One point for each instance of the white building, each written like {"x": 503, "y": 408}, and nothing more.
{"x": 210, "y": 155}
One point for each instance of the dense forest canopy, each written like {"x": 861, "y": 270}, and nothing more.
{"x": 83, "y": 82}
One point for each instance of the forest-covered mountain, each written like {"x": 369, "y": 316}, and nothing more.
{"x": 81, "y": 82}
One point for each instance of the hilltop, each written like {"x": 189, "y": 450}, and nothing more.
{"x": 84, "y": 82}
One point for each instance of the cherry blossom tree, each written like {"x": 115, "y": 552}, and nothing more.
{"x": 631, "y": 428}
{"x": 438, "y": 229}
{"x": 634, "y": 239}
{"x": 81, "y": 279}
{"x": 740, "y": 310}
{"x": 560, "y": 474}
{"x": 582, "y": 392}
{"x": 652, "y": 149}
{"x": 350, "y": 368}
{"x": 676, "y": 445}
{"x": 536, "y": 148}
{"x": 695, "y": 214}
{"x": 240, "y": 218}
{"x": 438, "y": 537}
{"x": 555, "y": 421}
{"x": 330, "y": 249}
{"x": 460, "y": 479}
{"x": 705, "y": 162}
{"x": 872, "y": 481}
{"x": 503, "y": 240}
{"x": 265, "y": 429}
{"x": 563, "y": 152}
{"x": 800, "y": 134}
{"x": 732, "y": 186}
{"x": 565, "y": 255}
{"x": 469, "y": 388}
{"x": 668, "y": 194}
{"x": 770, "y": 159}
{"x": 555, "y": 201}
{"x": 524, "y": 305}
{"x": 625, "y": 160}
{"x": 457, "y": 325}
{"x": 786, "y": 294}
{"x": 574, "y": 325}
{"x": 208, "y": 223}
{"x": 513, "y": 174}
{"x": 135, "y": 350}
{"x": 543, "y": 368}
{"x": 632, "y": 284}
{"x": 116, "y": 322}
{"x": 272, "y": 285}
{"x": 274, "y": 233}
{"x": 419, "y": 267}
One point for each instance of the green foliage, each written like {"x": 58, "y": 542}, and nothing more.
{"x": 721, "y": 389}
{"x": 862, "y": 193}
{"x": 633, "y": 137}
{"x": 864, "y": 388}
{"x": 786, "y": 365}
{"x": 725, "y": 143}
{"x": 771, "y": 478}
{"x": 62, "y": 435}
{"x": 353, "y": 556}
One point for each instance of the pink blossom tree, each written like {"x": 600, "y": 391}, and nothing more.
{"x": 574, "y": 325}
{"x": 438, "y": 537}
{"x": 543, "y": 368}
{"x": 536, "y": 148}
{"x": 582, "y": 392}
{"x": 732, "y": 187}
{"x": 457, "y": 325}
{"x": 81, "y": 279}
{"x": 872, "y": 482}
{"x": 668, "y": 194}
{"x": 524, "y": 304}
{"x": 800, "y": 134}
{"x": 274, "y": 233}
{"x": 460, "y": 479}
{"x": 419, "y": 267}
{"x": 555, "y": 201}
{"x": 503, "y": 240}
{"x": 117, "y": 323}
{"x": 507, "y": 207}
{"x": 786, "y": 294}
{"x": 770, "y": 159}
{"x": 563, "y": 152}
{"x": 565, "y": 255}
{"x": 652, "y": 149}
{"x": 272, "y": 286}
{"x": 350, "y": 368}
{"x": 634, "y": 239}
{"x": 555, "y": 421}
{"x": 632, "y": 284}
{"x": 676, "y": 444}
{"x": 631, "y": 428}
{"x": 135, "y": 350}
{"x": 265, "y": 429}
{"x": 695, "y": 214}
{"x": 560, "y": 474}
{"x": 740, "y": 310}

Exercise objective -
Retype the listing above in full, with no alterations.

Solution to this task -
One point for each instance of the white building, each written like {"x": 503, "y": 408}, and nothing more.
{"x": 210, "y": 155}
One point for each instance of the dense forest canopy, each written like {"x": 861, "y": 270}, and nothing more.
{"x": 83, "y": 82}
One point for each instance of the forest-covered mountain, each written like {"x": 369, "y": 316}, and nothing more.
{"x": 81, "y": 82}
One point for each instance of the hilltop, each written like {"x": 189, "y": 450}, and nothing more.
{"x": 84, "y": 82}
One point for each instance of the cherry blossom tree, each written like {"x": 115, "y": 552}, and nothing more.
{"x": 631, "y": 428}
{"x": 438, "y": 229}
{"x": 634, "y": 239}
{"x": 81, "y": 279}
{"x": 740, "y": 310}
{"x": 560, "y": 474}
{"x": 582, "y": 392}
{"x": 652, "y": 149}
{"x": 350, "y": 368}
{"x": 676, "y": 445}
{"x": 536, "y": 148}
{"x": 695, "y": 214}
{"x": 240, "y": 218}
{"x": 438, "y": 537}
{"x": 555, "y": 421}
{"x": 330, "y": 249}
{"x": 460, "y": 479}
{"x": 705, "y": 162}
{"x": 872, "y": 481}
{"x": 503, "y": 240}
{"x": 265, "y": 429}
{"x": 563, "y": 152}
{"x": 800, "y": 134}
{"x": 732, "y": 186}
{"x": 565, "y": 255}
{"x": 469, "y": 388}
{"x": 668, "y": 194}
{"x": 770, "y": 159}
{"x": 555, "y": 201}
{"x": 524, "y": 305}
{"x": 625, "y": 160}
{"x": 457, "y": 325}
{"x": 786, "y": 294}
{"x": 574, "y": 325}
{"x": 208, "y": 223}
{"x": 513, "y": 174}
{"x": 135, "y": 350}
{"x": 543, "y": 368}
{"x": 632, "y": 284}
{"x": 116, "y": 322}
{"x": 272, "y": 285}
{"x": 274, "y": 233}
{"x": 419, "y": 267}
One point for each instance of the green foliage, each written like {"x": 58, "y": 542}, and nothing more.
{"x": 721, "y": 389}
{"x": 862, "y": 193}
{"x": 633, "y": 137}
{"x": 864, "y": 388}
{"x": 786, "y": 365}
{"x": 725, "y": 143}
{"x": 771, "y": 478}
{"x": 62, "y": 435}
{"x": 353, "y": 556}
One point for each instance of the pink blossom tree, each written like {"x": 600, "y": 391}, and nothing more.
{"x": 574, "y": 325}
{"x": 438, "y": 537}
{"x": 543, "y": 368}
{"x": 536, "y": 148}
{"x": 582, "y": 392}
{"x": 732, "y": 187}
{"x": 457, "y": 325}
{"x": 81, "y": 279}
{"x": 872, "y": 482}
{"x": 668, "y": 194}
{"x": 524, "y": 304}
{"x": 800, "y": 134}
{"x": 274, "y": 233}
{"x": 460, "y": 479}
{"x": 419, "y": 267}
{"x": 555, "y": 201}
{"x": 503, "y": 240}
{"x": 117, "y": 323}
{"x": 507, "y": 207}
{"x": 786, "y": 294}
{"x": 770, "y": 159}
{"x": 563, "y": 152}
{"x": 565, "y": 255}
{"x": 652, "y": 149}
{"x": 272, "y": 286}
{"x": 350, "y": 368}
{"x": 634, "y": 239}
{"x": 555, "y": 421}
{"x": 632, "y": 284}
{"x": 676, "y": 444}
{"x": 631, "y": 428}
{"x": 135, "y": 350}
{"x": 265, "y": 429}
{"x": 695, "y": 214}
{"x": 560, "y": 474}
{"x": 740, "y": 310}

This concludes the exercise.